Give the lines of the records below as a numbered list, leaving out blank lines. Begin at the line that contains "Target: pale green petal" and stop after the line that contains "26), (166, 20)]".

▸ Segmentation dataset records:
- - -
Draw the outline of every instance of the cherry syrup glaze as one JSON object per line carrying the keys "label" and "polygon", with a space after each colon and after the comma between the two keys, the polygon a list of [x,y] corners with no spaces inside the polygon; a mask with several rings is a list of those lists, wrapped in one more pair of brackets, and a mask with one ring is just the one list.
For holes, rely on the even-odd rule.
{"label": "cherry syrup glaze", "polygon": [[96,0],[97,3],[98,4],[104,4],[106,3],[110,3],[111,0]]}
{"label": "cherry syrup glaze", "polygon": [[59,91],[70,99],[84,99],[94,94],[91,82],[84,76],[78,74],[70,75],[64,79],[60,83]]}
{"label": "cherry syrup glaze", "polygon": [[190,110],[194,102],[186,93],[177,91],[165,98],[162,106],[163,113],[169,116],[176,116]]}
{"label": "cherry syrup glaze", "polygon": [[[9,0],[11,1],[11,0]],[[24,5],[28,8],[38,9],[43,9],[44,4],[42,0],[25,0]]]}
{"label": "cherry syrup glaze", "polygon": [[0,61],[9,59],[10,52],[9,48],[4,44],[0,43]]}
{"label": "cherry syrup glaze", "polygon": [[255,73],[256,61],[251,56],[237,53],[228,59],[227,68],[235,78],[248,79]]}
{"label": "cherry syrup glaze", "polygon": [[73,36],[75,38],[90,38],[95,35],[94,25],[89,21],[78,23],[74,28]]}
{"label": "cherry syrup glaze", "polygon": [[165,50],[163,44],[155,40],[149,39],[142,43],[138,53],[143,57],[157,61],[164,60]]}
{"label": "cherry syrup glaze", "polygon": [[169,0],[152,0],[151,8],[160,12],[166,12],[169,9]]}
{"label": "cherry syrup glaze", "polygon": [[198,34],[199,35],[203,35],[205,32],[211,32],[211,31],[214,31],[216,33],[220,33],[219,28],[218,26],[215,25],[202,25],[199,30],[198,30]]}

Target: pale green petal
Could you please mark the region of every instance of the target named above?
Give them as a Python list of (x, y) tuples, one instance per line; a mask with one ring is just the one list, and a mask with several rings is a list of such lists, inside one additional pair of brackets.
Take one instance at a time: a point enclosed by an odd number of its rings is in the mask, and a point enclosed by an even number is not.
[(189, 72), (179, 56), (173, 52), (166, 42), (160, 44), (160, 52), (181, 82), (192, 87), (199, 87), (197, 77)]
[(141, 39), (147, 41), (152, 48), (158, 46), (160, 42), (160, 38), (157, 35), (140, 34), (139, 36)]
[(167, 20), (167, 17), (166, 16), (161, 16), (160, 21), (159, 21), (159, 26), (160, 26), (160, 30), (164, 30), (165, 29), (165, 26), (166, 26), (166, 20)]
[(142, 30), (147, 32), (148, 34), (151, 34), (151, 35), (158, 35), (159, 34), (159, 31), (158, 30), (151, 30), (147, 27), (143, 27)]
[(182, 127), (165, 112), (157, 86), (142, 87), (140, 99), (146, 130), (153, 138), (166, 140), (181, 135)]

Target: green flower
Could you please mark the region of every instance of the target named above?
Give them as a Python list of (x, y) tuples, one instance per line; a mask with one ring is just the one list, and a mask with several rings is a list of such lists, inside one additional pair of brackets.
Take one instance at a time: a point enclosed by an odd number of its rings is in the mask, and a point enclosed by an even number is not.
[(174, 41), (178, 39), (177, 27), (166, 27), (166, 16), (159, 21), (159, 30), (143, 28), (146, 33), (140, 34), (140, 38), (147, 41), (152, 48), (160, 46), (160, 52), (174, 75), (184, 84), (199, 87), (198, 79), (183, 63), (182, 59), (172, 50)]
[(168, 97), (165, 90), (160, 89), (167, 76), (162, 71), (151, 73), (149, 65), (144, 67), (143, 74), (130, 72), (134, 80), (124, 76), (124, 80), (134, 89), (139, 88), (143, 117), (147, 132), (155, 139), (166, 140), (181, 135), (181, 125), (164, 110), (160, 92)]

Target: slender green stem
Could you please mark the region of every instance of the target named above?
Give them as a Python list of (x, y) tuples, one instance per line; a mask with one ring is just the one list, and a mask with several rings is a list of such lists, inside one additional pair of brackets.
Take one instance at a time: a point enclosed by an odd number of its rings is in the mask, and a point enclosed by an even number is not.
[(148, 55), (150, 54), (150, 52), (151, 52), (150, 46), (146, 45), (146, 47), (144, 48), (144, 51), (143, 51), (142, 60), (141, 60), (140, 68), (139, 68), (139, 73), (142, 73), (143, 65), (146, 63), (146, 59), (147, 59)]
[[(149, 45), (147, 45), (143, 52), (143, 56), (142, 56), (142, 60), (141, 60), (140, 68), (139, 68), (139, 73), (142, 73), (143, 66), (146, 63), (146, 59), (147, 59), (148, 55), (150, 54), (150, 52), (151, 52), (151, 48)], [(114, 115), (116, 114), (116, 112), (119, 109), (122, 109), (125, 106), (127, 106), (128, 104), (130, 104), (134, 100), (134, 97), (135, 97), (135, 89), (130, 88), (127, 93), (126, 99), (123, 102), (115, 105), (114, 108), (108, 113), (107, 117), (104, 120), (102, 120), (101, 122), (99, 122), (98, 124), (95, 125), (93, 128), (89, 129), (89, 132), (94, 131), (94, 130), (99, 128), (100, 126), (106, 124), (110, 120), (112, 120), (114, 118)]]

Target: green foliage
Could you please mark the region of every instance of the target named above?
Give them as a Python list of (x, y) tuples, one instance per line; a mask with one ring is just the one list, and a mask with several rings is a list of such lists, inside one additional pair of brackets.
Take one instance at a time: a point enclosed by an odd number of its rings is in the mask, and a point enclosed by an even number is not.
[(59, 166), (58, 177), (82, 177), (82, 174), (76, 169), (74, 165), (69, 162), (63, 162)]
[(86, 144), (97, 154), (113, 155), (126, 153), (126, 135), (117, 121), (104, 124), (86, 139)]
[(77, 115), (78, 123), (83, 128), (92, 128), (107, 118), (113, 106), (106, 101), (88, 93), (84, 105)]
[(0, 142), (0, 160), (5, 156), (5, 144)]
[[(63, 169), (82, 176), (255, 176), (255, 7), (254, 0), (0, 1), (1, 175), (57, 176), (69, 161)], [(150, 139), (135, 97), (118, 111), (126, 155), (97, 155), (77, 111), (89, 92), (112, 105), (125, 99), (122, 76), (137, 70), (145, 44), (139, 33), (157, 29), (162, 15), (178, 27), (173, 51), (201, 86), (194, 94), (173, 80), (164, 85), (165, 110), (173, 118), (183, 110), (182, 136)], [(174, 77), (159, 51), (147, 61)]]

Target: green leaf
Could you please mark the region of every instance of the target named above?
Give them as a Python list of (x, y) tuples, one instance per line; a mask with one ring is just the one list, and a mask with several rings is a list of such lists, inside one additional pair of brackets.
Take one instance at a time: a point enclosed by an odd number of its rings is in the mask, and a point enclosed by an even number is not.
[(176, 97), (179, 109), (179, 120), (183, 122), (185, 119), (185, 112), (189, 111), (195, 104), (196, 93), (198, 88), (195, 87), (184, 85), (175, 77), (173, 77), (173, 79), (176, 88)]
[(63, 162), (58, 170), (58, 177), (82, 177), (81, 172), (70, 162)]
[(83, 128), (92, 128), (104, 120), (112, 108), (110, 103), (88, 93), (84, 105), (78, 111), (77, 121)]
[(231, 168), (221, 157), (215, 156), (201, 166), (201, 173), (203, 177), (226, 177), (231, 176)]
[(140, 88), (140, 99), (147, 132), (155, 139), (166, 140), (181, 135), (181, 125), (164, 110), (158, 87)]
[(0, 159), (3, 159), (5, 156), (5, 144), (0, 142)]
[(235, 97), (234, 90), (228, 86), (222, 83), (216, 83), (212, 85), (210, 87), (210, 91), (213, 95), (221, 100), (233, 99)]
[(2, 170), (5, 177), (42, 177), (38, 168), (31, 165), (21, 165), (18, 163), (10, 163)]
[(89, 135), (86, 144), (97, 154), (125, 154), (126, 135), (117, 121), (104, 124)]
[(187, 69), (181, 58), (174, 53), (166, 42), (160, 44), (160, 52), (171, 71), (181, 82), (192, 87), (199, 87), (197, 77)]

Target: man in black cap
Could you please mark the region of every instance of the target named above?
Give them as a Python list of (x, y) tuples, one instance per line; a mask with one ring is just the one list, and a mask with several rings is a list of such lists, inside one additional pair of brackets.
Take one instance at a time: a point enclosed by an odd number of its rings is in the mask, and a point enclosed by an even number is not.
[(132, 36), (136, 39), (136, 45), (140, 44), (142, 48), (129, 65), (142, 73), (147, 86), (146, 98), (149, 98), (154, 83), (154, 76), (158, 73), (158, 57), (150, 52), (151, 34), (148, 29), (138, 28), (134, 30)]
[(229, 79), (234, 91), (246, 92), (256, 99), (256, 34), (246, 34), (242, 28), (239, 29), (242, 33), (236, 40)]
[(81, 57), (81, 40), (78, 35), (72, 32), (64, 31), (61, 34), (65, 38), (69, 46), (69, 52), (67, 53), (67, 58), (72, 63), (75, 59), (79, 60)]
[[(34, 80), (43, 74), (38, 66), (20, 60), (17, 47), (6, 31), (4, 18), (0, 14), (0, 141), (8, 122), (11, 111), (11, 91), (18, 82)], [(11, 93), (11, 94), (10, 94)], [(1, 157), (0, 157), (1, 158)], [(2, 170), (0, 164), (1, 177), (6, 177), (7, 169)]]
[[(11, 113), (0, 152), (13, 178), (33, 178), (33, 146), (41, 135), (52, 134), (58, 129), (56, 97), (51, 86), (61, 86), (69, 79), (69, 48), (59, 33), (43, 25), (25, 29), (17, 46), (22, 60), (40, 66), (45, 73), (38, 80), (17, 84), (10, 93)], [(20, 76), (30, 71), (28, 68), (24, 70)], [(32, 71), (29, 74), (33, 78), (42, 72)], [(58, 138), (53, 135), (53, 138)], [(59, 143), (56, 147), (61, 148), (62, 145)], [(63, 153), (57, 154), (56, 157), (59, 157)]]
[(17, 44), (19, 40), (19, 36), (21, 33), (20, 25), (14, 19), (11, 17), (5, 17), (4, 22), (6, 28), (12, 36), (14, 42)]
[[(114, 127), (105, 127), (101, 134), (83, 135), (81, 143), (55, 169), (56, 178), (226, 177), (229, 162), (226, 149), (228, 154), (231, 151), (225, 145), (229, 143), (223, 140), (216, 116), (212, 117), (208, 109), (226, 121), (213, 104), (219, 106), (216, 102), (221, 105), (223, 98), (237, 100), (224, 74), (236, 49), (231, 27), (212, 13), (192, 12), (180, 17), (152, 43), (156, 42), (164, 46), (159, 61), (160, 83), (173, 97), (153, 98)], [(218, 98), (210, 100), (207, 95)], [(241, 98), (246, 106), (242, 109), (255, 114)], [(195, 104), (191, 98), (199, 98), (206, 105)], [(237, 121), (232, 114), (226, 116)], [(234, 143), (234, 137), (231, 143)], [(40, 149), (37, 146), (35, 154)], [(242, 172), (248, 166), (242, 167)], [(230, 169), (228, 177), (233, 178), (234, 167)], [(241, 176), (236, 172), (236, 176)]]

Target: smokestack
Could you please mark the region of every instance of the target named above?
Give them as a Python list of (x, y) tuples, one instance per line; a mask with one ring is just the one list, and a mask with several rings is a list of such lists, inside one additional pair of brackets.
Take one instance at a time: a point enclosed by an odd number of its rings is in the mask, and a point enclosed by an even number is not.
- - -
▸ Exercise answer:
1. Target: pale green petal
2. Could you please mark the region of every instance of the target named above?
3. Give them as a Python list of (x, y) tuples, one instance per line; a mask with one ring is just the one list, and a mask with several rings is a list of such lists, inside one additional pair of brackets.
4. Take one instance at a time: a point enclosed by an odd number of its rings is in the mask, and a point enclosed by an even number is not.
5. [(189, 72), (179, 56), (173, 52), (166, 42), (160, 44), (160, 52), (181, 82), (192, 87), (199, 87), (197, 77)]
6. [(141, 39), (147, 41), (152, 48), (158, 46), (160, 42), (160, 38), (157, 35), (140, 34), (139, 36)]
7. [(167, 20), (167, 17), (166, 16), (161, 16), (160, 21), (159, 21), (159, 26), (160, 26), (160, 30), (164, 30), (165, 29), (165, 26), (166, 26), (166, 20)]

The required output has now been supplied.